» **DOCUMENT SECTION**:
# # # #

From Casetext: Smarter Legal Research

People v. Bailey

California Court of Appeals, Second District, Second Division
Apr 22, 2009
No. B209827 (Cal. Ct. App. Apr. 22, 2009)

Opinion

NOT TO BE PUBLISHED

APPEAL from a judgment of the Superior Court of Los Angeles County No. LA058078 Thomas E. Grodin, Judge.

Bahar Law Office and Sarvenaz Bahar, under appointment by the Court of Appeal, for Defendant and Appellant.

Edmund G. Brown, Jr., Attorney General, Dane R. Gillette, Chief Assistant Attorney General, Pamela C. Hamanaka, Assistant Attorney General, Susan Sullivan Pithey and Michael J. Wise, Deputy Attorneys General, for Plaintiff and Respondent.


CHAVEZ, J.

Dejay Bailey appeals from the judgment entered upon his conviction by jury of second degree robbery (Pen. Code, § 211). The trial court sentenced him to state prison for the midterm of three years. Defendant contends that there is insufficient evidence to establish that he had the requisite felonious intent to support his conviction.

All further statutory references are to the Penal Code unless otherwise indicated.

We affirm.

FACTUAL BACKGROUND

The prosecution’s evidence

On September 10, 2007, at approximately 4:30 p.m., 17-year-old Natalie Alvarenga (Alvarenga) was driving home in a Toyota Camry. She was behind a school bus, in the middle lane of a three-lane road, in heavy traffic, when she rear-ended the bus as the light turned red. The front of her car was moderately damaged, but there was no apparent damage to the bus, which, according to Alvarenga, never pulled over. Alvarenga did not see children in the bus or hear any screaming.

# # # #

» **LISTING**:
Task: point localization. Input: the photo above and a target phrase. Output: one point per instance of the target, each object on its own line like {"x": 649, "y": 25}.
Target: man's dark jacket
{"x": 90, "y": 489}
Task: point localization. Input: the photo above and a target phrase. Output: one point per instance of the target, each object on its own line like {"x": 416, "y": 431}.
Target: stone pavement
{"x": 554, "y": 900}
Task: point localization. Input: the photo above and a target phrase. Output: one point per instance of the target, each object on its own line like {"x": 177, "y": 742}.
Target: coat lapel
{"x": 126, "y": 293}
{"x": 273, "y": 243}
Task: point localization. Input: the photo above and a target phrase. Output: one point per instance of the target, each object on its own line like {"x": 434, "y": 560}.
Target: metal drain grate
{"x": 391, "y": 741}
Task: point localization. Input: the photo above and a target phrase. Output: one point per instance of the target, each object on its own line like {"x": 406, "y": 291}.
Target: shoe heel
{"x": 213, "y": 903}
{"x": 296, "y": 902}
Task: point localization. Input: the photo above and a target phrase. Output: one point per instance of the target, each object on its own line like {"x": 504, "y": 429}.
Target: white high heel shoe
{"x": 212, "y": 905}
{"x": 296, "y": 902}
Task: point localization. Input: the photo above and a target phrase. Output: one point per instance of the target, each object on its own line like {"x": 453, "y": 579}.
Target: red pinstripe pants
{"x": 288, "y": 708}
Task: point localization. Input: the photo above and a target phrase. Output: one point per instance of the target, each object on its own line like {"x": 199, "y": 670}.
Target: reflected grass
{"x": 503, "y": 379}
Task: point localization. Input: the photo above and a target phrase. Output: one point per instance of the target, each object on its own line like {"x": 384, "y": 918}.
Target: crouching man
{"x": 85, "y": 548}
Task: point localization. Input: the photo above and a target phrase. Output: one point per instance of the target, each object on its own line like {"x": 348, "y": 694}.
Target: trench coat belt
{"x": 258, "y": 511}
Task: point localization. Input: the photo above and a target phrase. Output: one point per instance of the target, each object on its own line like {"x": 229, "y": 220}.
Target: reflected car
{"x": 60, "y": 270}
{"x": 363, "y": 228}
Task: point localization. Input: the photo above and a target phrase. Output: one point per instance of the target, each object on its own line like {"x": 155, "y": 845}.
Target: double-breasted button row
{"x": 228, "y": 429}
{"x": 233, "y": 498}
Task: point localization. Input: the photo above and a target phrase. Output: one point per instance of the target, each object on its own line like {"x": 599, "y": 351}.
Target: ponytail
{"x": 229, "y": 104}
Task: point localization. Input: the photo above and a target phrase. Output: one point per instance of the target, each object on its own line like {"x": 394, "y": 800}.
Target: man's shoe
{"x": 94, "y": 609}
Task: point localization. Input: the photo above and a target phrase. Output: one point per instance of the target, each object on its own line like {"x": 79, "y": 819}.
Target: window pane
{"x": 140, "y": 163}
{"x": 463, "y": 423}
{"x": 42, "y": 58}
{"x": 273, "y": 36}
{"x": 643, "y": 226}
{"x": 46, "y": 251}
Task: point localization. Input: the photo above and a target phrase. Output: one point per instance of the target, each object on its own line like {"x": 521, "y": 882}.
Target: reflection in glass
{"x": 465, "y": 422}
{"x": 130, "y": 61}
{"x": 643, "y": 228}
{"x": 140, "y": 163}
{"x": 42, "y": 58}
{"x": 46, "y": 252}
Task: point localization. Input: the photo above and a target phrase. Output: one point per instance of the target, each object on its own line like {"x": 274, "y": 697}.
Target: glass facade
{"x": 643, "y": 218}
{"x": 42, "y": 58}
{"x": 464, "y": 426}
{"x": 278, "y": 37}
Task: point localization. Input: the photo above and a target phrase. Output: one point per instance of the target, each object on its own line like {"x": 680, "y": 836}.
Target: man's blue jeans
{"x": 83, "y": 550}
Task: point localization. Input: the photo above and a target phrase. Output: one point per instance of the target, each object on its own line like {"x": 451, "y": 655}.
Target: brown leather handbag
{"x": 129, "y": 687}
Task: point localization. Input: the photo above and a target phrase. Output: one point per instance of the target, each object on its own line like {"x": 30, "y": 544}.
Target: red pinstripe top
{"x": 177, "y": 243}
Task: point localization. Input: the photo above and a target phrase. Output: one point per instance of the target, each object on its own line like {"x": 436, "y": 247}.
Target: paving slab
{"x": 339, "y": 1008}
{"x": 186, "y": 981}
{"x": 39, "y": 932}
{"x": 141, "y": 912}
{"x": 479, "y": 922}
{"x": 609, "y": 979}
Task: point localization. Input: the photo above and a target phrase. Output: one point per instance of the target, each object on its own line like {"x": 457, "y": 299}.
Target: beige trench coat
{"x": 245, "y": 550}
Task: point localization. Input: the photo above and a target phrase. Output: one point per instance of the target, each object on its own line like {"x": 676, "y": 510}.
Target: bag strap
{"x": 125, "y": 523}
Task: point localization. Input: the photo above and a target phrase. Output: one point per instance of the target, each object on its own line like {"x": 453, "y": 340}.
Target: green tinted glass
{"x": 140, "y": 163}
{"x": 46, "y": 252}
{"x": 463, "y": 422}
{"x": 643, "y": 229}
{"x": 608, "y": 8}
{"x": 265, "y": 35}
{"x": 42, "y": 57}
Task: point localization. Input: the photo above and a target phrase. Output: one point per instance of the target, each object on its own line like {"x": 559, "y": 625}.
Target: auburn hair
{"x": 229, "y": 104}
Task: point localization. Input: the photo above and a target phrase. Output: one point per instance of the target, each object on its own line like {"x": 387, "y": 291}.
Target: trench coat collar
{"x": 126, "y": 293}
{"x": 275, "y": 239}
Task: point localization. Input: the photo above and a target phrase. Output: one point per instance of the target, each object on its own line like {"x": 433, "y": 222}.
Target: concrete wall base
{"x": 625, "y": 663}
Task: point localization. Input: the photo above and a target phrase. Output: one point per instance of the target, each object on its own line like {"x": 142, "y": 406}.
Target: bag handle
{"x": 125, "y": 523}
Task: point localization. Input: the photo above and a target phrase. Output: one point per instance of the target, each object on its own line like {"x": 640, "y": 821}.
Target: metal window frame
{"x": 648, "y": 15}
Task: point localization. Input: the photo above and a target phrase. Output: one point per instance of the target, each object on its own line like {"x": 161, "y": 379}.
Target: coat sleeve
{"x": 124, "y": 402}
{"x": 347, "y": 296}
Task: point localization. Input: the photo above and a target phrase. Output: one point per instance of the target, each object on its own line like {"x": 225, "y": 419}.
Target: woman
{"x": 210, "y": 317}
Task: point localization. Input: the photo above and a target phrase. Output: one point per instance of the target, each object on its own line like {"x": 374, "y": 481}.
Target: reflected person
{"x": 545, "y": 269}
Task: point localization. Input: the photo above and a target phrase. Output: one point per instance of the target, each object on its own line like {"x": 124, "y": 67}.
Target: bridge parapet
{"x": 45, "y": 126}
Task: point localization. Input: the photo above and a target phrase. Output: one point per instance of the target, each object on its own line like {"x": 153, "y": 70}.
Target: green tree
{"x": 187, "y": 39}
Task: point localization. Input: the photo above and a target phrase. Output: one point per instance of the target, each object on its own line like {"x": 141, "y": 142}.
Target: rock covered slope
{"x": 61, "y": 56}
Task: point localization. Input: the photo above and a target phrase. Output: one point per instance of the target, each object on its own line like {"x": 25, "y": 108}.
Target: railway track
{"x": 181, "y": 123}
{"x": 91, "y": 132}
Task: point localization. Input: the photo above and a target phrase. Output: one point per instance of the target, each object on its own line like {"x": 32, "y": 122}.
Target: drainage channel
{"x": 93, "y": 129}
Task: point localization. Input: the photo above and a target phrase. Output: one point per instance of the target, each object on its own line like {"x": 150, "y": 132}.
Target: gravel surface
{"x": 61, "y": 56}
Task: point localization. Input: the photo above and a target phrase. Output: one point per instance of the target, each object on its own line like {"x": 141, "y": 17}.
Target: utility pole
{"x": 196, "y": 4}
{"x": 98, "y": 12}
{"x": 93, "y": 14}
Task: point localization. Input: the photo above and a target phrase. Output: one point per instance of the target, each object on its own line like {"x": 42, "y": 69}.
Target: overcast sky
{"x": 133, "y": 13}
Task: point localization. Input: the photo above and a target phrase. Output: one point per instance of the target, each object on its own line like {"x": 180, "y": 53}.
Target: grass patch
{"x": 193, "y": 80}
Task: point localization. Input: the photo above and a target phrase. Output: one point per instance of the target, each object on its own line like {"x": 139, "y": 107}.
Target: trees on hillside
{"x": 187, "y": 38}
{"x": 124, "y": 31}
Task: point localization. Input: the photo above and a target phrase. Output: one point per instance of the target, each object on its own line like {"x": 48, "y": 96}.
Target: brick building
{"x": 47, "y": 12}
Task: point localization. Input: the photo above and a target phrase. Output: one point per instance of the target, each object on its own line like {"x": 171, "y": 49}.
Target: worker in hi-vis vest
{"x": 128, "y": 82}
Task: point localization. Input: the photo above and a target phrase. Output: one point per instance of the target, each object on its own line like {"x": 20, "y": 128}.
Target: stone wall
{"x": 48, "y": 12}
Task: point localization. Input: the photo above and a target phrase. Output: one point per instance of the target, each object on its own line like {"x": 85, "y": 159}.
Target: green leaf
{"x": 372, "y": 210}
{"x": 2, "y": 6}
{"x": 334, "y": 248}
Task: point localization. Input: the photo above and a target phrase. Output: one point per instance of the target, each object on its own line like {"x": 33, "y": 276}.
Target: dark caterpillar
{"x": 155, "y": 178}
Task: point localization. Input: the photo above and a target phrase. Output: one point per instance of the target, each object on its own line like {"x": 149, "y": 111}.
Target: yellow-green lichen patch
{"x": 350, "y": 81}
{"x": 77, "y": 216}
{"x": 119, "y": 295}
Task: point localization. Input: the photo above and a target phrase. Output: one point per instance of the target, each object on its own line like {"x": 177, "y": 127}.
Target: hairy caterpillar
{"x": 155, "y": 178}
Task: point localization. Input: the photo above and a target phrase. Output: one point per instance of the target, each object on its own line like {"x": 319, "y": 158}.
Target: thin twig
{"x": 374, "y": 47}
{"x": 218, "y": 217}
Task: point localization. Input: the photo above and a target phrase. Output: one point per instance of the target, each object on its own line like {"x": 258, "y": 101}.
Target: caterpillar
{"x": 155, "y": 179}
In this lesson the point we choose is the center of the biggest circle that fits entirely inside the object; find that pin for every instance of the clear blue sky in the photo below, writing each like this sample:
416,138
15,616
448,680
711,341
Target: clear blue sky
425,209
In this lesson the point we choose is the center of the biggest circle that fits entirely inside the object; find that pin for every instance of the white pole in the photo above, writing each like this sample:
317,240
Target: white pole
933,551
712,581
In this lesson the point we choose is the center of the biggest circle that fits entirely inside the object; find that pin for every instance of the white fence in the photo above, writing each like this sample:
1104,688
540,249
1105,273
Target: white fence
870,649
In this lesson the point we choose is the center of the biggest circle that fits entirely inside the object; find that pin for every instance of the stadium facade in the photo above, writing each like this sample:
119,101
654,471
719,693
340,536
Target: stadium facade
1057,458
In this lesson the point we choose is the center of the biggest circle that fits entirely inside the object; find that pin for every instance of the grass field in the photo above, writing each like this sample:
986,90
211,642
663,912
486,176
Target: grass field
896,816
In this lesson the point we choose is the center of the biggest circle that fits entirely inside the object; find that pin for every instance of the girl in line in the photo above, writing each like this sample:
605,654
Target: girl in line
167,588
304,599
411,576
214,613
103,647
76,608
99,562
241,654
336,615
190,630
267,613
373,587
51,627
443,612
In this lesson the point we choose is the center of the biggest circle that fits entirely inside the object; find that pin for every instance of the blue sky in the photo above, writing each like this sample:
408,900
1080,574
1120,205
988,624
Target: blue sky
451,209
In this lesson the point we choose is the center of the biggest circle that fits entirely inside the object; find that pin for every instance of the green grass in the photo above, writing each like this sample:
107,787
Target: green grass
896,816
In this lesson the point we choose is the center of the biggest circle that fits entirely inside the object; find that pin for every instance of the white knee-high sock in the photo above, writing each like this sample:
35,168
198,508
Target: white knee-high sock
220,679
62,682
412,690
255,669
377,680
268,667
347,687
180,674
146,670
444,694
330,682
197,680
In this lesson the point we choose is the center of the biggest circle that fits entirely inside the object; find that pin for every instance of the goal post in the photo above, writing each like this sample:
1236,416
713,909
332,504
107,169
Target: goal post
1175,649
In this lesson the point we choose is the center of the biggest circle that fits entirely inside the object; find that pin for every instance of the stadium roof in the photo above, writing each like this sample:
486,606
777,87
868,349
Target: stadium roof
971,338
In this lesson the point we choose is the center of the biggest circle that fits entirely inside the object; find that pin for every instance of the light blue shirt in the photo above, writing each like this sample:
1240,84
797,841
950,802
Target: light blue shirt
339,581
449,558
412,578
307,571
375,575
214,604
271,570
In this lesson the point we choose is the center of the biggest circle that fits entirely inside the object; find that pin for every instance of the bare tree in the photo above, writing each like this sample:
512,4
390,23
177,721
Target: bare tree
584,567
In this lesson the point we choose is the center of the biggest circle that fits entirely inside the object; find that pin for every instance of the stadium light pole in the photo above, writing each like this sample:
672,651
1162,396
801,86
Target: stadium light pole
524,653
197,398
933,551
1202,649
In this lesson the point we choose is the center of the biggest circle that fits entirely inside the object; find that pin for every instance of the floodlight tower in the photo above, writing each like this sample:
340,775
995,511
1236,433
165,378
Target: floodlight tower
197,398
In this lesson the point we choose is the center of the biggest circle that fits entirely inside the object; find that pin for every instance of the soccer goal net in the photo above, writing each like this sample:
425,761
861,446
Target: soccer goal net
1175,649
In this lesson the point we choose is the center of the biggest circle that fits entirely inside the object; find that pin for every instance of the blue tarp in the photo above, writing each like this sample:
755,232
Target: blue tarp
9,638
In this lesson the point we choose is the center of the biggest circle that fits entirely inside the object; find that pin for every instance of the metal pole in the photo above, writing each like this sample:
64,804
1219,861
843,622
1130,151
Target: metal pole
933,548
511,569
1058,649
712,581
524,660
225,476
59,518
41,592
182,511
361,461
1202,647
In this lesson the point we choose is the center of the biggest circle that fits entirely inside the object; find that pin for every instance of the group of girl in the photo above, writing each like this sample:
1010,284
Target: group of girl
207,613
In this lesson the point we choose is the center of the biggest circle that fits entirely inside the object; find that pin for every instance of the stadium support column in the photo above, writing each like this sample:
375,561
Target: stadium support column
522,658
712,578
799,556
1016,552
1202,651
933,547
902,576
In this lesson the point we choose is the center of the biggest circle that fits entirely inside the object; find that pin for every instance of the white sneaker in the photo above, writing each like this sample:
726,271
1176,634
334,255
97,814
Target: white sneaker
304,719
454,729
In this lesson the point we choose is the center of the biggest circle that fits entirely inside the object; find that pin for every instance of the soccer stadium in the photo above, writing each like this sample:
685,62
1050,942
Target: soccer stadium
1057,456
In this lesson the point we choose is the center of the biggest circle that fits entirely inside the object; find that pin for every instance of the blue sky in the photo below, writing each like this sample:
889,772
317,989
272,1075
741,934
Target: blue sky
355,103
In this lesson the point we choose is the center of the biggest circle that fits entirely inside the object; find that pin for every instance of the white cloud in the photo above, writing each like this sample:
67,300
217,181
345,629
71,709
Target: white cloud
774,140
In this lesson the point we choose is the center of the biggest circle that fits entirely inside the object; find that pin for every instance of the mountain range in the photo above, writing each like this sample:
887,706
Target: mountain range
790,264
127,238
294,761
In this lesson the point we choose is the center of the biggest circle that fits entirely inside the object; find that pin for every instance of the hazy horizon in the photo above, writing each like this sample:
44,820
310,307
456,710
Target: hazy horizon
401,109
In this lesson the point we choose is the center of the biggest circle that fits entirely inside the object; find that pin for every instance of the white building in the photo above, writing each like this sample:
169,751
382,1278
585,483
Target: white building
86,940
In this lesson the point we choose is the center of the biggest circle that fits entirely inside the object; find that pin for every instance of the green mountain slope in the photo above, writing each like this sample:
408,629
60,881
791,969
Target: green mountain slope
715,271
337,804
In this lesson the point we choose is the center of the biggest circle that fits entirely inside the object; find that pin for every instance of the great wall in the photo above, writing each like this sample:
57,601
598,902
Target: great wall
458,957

# # # #

» **WHAT THE EXERCISE ASKS**: What sentence did the trial court give Dejay Bailey in the People v. Bailey court opinion?

» **REPLY TO THE EXERCISE**: The midterm of three years in state prison.